BEGIN

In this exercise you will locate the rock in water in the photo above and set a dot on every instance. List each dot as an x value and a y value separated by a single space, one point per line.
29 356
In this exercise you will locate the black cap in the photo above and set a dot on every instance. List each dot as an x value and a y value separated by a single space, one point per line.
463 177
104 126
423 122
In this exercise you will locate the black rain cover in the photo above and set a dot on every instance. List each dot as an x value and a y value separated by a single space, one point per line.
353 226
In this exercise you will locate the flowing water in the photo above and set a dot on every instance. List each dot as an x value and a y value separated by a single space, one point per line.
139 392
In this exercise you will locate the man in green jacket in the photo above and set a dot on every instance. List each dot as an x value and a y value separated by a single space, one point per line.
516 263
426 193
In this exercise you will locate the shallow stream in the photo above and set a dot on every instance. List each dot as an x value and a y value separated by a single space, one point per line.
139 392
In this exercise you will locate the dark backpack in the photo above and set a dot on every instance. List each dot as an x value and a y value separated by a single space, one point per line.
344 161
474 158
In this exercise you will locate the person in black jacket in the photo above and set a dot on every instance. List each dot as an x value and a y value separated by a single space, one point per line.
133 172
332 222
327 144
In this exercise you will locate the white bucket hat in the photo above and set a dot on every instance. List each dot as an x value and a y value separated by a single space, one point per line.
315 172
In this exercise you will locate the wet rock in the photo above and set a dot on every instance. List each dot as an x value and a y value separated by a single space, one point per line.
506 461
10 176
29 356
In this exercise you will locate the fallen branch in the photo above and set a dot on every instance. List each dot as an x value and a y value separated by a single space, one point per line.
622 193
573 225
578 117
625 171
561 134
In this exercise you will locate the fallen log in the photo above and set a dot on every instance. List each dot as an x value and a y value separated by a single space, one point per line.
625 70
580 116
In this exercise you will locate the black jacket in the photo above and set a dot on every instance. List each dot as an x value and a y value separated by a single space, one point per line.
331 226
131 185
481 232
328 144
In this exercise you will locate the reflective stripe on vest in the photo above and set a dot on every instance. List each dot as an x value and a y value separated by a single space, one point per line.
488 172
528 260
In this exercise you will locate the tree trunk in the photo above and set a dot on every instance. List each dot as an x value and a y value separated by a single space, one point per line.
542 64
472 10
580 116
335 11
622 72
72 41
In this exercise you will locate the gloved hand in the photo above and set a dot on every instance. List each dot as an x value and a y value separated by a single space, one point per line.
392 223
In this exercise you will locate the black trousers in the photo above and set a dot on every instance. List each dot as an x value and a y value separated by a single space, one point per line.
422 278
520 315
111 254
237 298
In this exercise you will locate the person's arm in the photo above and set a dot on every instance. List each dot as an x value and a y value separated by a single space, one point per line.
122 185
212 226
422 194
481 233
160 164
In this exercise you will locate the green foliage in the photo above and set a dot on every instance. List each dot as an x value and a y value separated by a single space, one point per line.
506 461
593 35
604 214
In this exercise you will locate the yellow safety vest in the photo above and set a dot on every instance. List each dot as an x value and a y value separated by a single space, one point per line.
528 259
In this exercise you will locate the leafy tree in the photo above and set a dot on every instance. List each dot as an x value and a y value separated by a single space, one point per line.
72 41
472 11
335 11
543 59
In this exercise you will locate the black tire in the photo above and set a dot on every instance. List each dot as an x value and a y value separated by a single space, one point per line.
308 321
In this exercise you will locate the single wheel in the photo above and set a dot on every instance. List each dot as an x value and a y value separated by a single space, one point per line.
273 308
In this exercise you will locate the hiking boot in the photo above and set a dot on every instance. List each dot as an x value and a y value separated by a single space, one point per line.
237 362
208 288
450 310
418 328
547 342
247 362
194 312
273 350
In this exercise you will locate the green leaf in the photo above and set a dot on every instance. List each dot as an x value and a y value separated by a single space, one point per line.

END
BEGIN

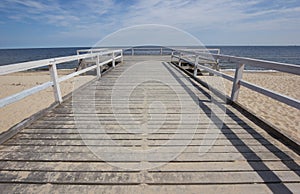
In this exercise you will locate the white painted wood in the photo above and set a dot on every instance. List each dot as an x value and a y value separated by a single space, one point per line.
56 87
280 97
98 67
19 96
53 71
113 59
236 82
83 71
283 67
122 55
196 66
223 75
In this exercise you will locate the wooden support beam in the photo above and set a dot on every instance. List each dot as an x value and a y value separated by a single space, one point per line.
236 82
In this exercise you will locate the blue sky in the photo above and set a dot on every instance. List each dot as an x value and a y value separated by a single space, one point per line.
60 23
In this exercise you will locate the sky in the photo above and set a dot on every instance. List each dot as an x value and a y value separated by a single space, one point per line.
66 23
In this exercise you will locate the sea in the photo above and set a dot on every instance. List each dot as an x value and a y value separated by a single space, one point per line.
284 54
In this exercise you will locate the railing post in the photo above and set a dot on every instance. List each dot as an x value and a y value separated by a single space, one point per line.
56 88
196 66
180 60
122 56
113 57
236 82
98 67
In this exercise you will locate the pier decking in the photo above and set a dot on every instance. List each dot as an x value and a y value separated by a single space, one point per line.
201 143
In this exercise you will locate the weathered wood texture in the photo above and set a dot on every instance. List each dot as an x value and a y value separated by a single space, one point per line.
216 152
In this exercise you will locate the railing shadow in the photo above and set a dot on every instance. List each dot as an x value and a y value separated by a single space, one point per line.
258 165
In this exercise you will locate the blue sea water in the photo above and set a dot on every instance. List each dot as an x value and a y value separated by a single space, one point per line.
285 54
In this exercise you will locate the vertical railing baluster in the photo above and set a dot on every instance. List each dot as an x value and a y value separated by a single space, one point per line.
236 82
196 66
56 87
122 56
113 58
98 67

END
BEGIN

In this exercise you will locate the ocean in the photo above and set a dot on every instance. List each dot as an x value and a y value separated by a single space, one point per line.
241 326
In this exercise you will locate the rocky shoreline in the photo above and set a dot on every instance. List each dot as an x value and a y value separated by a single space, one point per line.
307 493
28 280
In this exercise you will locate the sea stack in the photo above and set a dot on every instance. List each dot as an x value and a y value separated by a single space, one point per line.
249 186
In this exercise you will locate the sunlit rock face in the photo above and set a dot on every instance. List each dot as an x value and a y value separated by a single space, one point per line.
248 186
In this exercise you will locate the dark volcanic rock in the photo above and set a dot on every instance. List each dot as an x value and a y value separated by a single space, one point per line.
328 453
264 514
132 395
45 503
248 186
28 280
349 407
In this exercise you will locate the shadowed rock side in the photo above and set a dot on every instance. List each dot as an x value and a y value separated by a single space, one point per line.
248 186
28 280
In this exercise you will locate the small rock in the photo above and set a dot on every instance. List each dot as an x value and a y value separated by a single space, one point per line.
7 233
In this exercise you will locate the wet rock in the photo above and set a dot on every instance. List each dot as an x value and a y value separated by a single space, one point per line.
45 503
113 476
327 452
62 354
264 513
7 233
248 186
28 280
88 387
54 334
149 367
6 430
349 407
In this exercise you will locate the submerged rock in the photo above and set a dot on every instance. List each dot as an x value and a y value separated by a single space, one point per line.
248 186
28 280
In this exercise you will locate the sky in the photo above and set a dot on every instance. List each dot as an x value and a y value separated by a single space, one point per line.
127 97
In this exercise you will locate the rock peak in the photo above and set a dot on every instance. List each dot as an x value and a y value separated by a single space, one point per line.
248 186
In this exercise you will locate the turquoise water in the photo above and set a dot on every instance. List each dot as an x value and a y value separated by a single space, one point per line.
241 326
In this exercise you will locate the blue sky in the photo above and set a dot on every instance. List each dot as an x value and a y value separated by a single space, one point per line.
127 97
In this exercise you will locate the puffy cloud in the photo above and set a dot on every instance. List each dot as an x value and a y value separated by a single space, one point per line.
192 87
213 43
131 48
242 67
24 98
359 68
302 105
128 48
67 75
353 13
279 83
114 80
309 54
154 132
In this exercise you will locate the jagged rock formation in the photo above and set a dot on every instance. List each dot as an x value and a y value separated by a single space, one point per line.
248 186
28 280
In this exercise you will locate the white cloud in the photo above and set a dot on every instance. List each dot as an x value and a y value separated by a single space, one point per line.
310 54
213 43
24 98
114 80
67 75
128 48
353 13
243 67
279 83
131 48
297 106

END

**Exercise brief**
Find each line in the records above that contains the word "vest", and copy those lines.

**Reply to the exercise**
In this exercise you will locate the reflective stripe on vest in the photo above and set a dot on every instance. List each dot as an x value and a y value separated by a single space, one point per line.
In this exercise you will locate the yellow safety vest in the photo above and set a dot on every instance. List each dot as an x value and a y value separated by a single space, one point per line.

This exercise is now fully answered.